Strong Decline in Teen Birth Rate Has Slowed

Washington, DC – According to Child Trends’ latest Facts at a Glance, a report of trends in teen childbearing, there is cautious optimism on the rate of teenage births in the United States. Teenage birth rates have continued to decline since they peaked in 1991, but there were increases since 2003 in the number of births among all teens, with the largest increase among Hispanic teens. Jennifer Manlove, Ph.D., one of the report’s authors asks, “Is this just a slight stabilization before future declines or are we on the brink of new increases in teen birth rates?”

 

The 2004 teen birth rate of 41.2 births per 1000 females 15-19 was only 1 percent lower than in 2003 (41.6). However, there was a slight increase (1%) in birth rates among Hispanic teens. In addition, in 2004, there were 422,197 births to teens in the U.S., almost 1,000 more births than in 2003.

 

The report also points to other areas of continued concern:

 

¨       Young people between the ages of 15 and 24 account for almost one-half of newly acquired sexually transmitted diseases in the United States.

 

¨       A quarter of school-age teens (25 percent of females and 28 percent of males ages 15-17) have not talked with a parent or guardian about any topics related to saying no to sex, birth control, condoms, or sexually transmitted diseases. Kristin A, Moore, Ph.D. also an author of this research, stated, “Parents matter. Our research shows that children value their parents’ opinions and listen to their advice. This is an example of the need for parents to continue communicating with their kids throughout adolescence – on all topics.”

 

¨       Between 2003 and 2004 the number of births to teens under age 15 and to teens aged 18-19 increased, as did the number of births to Hispanic teens (by more than 4000 births). In addition, the percentage of teen births that are repeat births increased slightly between 2003 and 2004 (from 20% to 21%).

DATA LISTING
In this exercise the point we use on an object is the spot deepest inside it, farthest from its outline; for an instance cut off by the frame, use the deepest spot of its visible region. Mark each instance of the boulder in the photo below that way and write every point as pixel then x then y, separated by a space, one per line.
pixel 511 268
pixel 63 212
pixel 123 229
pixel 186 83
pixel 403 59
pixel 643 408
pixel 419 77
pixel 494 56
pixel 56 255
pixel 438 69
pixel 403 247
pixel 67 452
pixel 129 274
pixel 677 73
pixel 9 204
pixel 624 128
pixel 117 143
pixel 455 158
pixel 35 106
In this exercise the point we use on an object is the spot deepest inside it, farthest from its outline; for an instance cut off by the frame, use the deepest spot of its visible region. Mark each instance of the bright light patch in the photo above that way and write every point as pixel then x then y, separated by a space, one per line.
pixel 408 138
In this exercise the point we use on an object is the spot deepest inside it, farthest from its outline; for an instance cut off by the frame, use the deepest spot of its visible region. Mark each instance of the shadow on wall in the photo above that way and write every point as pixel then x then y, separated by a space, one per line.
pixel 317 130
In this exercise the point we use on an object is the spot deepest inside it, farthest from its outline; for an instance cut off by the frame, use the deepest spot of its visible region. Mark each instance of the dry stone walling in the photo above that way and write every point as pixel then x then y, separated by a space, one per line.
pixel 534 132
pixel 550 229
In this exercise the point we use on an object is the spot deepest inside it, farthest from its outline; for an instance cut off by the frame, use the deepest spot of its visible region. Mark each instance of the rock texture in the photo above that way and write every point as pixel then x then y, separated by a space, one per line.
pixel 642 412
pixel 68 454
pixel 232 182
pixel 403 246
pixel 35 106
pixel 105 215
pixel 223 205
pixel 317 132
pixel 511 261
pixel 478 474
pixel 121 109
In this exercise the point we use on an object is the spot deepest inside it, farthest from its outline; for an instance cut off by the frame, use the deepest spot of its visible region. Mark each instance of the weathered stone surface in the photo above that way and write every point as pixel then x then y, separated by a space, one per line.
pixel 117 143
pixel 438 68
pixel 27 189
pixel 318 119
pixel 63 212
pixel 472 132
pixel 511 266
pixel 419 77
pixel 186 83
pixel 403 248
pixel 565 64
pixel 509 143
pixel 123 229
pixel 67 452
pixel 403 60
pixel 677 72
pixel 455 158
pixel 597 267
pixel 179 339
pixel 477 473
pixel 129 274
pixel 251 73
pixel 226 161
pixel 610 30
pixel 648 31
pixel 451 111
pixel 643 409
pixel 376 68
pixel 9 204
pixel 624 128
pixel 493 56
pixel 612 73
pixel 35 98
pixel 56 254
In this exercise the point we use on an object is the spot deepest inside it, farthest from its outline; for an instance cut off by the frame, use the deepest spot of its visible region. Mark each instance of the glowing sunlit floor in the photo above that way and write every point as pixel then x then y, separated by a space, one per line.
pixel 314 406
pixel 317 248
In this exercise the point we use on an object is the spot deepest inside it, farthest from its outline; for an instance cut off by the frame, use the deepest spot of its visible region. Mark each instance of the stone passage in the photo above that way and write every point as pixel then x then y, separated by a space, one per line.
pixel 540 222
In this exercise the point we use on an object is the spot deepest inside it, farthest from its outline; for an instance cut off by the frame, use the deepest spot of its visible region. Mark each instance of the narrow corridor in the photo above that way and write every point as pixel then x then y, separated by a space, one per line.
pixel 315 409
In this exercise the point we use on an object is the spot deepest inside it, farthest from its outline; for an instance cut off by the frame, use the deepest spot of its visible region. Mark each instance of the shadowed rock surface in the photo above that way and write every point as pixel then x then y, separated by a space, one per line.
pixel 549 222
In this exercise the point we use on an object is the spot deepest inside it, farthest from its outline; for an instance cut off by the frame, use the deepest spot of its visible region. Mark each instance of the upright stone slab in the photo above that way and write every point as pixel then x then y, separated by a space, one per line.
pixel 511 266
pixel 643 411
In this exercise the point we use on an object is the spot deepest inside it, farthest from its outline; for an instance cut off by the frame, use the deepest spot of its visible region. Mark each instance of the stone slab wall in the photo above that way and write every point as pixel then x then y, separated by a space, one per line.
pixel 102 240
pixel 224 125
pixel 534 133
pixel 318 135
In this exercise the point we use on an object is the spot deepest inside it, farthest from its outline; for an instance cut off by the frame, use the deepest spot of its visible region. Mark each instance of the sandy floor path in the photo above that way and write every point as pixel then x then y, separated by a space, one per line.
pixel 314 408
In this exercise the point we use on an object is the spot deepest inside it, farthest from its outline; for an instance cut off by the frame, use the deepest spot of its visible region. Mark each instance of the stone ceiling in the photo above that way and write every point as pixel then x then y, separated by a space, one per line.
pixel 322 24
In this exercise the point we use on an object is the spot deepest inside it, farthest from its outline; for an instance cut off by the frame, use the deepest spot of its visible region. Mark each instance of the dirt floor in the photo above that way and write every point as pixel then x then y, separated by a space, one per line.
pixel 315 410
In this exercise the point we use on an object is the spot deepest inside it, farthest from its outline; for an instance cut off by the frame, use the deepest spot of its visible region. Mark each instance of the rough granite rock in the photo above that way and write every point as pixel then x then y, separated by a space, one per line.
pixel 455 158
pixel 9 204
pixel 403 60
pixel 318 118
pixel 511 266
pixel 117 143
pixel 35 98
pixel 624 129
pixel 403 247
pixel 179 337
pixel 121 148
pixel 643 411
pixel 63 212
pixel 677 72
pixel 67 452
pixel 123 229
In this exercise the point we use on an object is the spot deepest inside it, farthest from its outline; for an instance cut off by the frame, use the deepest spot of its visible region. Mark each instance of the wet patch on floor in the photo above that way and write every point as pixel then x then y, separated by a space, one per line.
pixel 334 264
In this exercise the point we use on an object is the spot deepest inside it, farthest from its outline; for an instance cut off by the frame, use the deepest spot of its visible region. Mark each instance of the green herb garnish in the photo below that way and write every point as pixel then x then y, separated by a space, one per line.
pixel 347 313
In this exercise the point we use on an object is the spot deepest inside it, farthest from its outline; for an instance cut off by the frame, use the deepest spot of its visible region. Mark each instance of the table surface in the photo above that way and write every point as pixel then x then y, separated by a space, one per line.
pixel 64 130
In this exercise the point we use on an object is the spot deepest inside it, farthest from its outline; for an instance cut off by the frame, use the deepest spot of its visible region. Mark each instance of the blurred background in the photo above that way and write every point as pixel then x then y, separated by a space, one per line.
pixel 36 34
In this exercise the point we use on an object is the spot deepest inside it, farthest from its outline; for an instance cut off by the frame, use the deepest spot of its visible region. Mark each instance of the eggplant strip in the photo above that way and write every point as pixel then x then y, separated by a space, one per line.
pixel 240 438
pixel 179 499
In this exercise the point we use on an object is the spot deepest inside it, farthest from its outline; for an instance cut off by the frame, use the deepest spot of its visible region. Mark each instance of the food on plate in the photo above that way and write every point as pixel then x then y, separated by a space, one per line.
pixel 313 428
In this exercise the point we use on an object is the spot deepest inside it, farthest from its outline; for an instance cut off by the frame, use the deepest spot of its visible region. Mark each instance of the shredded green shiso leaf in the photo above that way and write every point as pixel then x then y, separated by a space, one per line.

WHAT TO WORK ON
Carry the news release on the slowing decline in teen birth rates forward from its last sentence, writing a few more sentences in the same style.

TASK ANSWER
¨       Teen birth rates show wide variations by state. In 2003, New Hampshire had the lowest teen birth rate with 18.2 births per 1000 teens, and the highest teen birth rate occurred in Texas, with 62.9 births per 1000 teens (which was slightly higher than birth rates of 62.7 per 1000 in New Mexico and 62.5 per 1000 in Mississippi).  Facts at a Glanceincludes state-level comparisons of birth rates, the proportion of teen births that occur within marriage, the percentage that were repeat teen births, the racial/ethnic composition of teen births, and the proportion of teen pregnancies in a state that resulted in an abortion.  For example, the majority of teen births in New Hampshire, with the lowest teen birth rates in the country, occurred to white teens (86%), while the majority of teen births in Texas, with the highest teen birth rates in the country occurred to Hispanic teens (61%).  Also, only 12% of teen births in New Hampshire were repeat teen births (to teens who already had a child), compared with 24% in Texas.  However, fewer teen births in New Hampshire were marital (11%) than in Texas, where 27% of teen births occurred within marriage.  (State-by-state comparison)

 

Additional findings include:

 

¨       The proportion of teen births that occur within marriage decreased from 49 percent in 1982 to 18 percent in 2002, reflecting the decreasing proportion of unmarried teen couples who conceive a child and marry before the child is born.

 

¨       Over one-half of students in grades 9-12 in 2003 reported they had abstained from sex, and two-thirds of sexually active students in grades 9-12 used a condom the last time they had sex.